-------- RECORDS FOR THIS TASK

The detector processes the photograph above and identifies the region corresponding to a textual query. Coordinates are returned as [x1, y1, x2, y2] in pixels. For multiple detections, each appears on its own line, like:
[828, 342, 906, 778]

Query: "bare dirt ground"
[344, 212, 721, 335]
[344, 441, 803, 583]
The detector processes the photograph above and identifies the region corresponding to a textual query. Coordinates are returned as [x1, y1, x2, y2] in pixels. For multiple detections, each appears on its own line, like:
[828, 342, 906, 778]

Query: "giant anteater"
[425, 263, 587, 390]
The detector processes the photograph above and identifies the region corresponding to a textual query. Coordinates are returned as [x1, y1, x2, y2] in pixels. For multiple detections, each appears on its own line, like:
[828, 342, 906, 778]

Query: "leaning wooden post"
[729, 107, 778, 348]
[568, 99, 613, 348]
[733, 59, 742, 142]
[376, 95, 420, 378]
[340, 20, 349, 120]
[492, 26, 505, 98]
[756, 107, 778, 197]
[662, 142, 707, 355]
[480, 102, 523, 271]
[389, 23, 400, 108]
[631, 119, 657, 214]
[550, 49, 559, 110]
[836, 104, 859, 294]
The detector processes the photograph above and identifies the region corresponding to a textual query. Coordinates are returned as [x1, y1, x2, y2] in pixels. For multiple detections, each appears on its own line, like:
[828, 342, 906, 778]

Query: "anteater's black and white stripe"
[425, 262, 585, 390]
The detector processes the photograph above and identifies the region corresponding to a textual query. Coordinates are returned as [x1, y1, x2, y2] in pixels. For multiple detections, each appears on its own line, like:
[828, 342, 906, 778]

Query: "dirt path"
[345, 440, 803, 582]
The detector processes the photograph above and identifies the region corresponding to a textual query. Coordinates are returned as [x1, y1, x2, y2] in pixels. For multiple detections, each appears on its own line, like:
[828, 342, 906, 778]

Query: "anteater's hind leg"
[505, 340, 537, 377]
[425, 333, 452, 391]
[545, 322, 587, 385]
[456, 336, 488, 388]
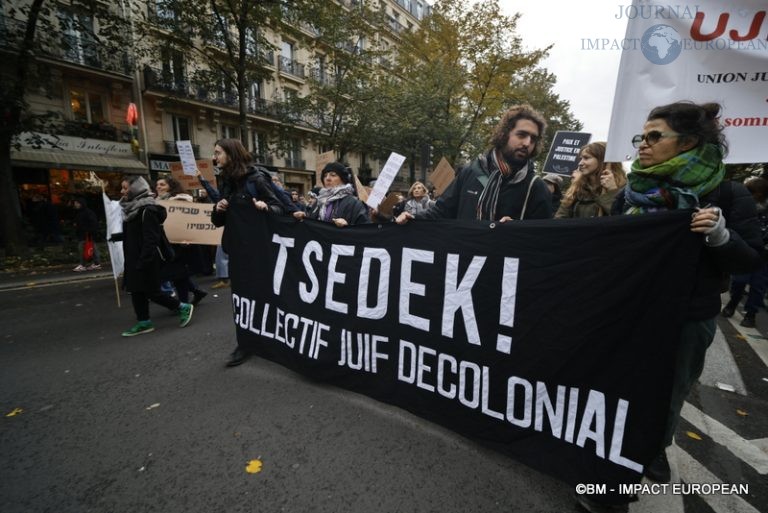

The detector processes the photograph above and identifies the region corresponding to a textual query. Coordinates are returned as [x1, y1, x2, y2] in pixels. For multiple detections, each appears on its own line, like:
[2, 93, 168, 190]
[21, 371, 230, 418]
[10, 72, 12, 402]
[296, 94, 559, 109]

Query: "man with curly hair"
[396, 105, 552, 224]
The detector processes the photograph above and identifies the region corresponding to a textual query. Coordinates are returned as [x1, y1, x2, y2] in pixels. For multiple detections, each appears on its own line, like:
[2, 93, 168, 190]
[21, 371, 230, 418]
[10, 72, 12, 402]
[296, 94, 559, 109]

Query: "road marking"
[680, 402, 768, 474]
[699, 327, 747, 395]
[0, 275, 114, 292]
[669, 445, 760, 513]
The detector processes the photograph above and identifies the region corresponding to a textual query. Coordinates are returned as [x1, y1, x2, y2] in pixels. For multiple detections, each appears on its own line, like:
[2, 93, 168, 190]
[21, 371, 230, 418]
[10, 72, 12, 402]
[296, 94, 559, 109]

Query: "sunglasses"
[632, 130, 681, 148]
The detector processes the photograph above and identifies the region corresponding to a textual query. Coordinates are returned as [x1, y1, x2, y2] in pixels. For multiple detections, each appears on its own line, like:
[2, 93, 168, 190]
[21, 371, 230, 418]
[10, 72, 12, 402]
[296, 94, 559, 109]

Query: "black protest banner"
[224, 208, 701, 498]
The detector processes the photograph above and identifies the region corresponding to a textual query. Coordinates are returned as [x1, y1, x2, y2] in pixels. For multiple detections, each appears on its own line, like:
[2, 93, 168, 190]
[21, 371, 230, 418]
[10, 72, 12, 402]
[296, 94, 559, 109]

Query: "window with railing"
[221, 124, 240, 139]
[285, 137, 304, 169]
[251, 130, 271, 164]
[69, 89, 107, 123]
[278, 55, 305, 78]
[171, 114, 192, 141]
[161, 49, 188, 93]
[58, 10, 100, 67]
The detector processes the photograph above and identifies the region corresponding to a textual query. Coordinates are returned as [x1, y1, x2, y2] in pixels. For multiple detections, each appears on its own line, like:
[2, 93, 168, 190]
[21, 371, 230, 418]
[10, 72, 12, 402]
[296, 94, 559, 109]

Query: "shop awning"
[11, 149, 147, 174]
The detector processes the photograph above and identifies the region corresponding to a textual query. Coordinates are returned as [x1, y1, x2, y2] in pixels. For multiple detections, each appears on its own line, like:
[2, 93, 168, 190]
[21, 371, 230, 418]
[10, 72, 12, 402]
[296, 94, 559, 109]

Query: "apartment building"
[0, 0, 429, 216]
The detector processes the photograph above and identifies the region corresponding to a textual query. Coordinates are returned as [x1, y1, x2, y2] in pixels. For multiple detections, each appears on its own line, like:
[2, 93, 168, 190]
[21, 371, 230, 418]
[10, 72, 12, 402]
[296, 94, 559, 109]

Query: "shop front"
[11, 133, 147, 243]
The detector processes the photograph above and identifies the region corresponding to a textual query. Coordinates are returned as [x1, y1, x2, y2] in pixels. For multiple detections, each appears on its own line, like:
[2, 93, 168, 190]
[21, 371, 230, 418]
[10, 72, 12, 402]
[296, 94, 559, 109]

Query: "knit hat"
[320, 162, 352, 184]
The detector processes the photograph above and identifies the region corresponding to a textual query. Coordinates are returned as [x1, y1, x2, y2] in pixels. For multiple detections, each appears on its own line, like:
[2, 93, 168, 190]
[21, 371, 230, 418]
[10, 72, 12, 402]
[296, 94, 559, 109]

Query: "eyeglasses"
[632, 130, 681, 148]
[515, 130, 541, 144]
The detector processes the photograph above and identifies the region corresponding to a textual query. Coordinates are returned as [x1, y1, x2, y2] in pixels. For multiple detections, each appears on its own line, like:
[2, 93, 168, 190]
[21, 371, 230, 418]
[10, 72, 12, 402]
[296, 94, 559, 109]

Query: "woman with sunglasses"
[613, 102, 763, 488]
[555, 141, 627, 218]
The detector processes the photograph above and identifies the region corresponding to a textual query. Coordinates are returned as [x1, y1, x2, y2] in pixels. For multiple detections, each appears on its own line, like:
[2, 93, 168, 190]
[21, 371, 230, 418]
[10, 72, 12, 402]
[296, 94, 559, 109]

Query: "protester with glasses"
[613, 102, 763, 492]
[555, 141, 627, 218]
[395, 105, 552, 224]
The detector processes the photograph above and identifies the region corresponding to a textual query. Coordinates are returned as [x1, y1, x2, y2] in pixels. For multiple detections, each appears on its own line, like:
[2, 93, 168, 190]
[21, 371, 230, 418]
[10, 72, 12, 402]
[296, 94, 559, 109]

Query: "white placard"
[176, 141, 197, 176]
[605, 0, 768, 163]
[365, 152, 405, 208]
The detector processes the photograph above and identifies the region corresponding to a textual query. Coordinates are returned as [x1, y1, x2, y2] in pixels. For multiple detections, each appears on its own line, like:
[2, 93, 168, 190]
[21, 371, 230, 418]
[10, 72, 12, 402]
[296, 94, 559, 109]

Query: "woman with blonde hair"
[555, 142, 627, 218]
[403, 182, 435, 214]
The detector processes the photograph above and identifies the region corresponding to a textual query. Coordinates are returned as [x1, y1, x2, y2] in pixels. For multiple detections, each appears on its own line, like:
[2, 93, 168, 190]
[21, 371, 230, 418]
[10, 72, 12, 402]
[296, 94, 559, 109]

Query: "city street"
[0, 276, 768, 513]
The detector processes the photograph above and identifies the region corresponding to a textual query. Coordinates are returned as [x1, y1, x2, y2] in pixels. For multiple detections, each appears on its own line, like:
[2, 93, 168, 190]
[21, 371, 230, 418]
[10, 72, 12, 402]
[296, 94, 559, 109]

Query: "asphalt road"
[0, 277, 768, 513]
[0, 280, 577, 513]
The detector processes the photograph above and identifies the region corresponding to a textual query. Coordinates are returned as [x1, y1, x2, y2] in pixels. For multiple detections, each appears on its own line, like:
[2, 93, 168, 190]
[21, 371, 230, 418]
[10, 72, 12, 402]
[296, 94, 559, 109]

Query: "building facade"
[0, 0, 429, 228]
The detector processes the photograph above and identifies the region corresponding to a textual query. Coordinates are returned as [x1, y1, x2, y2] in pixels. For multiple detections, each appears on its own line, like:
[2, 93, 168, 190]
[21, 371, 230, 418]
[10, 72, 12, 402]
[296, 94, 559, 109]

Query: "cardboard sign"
[168, 160, 216, 191]
[429, 157, 456, 198]
[176, 141, 197, 176]
[315, 151, 336, 187]
[157, 201, 224, 246]
[366, 152, 405, 208]
[544, 131, 592, 176]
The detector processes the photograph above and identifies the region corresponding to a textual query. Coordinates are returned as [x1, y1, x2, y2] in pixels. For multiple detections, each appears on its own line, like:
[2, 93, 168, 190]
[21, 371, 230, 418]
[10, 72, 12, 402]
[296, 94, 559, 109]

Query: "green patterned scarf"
[624, 144, 725, 214]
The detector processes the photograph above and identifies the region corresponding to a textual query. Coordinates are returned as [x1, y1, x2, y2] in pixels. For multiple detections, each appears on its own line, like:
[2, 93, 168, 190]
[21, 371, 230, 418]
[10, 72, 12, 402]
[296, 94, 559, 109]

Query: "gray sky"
[500, 0, 631, 141]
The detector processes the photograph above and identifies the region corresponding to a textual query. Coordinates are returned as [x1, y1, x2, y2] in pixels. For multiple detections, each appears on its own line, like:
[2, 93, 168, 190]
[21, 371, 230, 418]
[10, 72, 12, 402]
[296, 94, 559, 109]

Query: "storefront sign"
[17, 132, 133, 157]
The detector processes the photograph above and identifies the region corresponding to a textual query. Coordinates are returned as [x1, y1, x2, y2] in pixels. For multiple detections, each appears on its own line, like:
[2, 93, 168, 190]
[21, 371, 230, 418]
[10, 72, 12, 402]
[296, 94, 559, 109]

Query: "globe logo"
[640, 25, 683, 65]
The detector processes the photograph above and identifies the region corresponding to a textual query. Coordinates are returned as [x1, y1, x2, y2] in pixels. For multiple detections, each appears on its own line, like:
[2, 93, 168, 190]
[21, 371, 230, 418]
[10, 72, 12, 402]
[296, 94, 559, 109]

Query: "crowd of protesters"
[54, 102, 768, 511]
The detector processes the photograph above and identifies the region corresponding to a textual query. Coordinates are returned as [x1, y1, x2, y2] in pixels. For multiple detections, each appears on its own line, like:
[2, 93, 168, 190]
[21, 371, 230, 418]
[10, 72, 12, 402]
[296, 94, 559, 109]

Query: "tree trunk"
[0, 0, 45, 256]
[0, 130, 27, 256]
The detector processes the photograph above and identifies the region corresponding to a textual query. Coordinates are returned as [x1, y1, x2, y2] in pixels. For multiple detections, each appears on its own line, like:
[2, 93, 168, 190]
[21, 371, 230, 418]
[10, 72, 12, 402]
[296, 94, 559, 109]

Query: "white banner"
[606, 0, 768, 163]
[101, 192, 125, 279]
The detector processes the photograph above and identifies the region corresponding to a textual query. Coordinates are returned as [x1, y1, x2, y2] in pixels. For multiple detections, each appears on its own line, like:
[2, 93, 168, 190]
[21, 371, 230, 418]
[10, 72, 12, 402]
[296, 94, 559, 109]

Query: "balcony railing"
[309, 67, 336, 85]
[277, 56, 305, 78]
[285, 157, 307, 169]
[0, 16, 133, 75]
[253, 155, 274, 166]
[163, 141, 200, 159]
[144, 66, 192, 97]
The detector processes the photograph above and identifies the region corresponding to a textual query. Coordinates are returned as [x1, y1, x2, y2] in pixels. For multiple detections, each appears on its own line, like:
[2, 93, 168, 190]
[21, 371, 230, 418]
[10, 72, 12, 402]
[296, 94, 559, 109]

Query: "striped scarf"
[475, 148, 528, 221]
[624, 144, 725, 214]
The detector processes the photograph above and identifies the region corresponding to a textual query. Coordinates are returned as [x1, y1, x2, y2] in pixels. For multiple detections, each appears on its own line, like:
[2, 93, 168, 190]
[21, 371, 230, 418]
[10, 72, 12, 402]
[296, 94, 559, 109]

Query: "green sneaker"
[179, 303, 195, 328]
[123, 321, 155, 337]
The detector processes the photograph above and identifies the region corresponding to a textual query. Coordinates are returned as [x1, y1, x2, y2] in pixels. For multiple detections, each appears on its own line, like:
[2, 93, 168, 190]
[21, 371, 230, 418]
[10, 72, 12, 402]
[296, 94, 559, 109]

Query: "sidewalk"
[0, 264, 113, 291]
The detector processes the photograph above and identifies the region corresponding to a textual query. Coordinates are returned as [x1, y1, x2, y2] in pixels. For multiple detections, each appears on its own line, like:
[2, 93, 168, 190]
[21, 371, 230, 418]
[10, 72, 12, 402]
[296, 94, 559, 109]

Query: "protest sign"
[352, 173, 370, 203]
[157, 201, 224, 246]
[168, 159, 216, 191]
[365, 152, 405, 208]
[176, 141, 197, 176]
[544, 130, 592, 176]
[224, 203, 702, 496]
[378, 192, 403, 216]
[429, 157, 456, 197]
[606, 0, 768, 163]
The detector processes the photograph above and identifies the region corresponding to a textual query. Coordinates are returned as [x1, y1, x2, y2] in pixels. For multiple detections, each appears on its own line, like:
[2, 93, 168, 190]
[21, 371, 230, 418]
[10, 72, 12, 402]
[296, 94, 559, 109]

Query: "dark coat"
[611, 182, 765, 321]
[121, 205, 167, 293]
[309, 196, 371, 226]
[75, 205, 99, 240]
[415, 149, 552, 219]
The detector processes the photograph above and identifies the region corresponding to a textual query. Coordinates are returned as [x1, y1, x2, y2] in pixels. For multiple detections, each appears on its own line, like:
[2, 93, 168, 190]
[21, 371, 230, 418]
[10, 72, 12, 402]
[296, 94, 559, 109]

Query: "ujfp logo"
[640, 25, 683, 65]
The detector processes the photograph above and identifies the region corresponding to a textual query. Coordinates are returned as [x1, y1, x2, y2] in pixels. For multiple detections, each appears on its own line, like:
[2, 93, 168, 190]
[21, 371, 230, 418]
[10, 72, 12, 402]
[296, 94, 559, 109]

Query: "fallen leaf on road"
[245, 460, 261, 474]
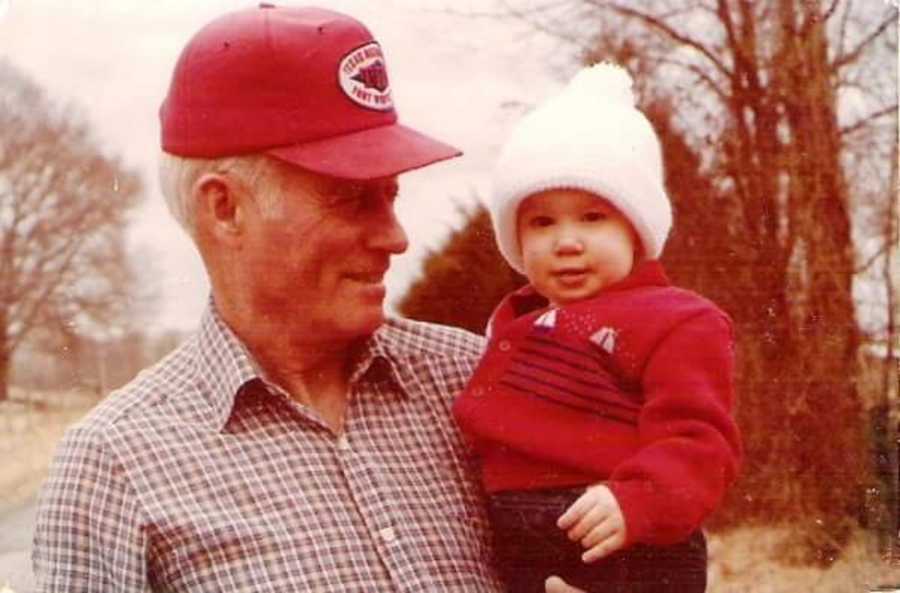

----------------

_REQUIRED TASK_
Reproduce the records unchanged from their first line up to and including the line containing "[344, 441, 803, 583]".

_EXERCISE RESPONSE_
The detector processes the photograph above and identifies the region corresponding to a textual query. Coordinates are returned as [x1, y1, x2, y2] in pixels. For multiple detections, each appears on its own line, like:
[828, 342, 906, 778]

Query: "bare dirt ground"
[344, 212, 721, 335]
[344, 441, 803, 583]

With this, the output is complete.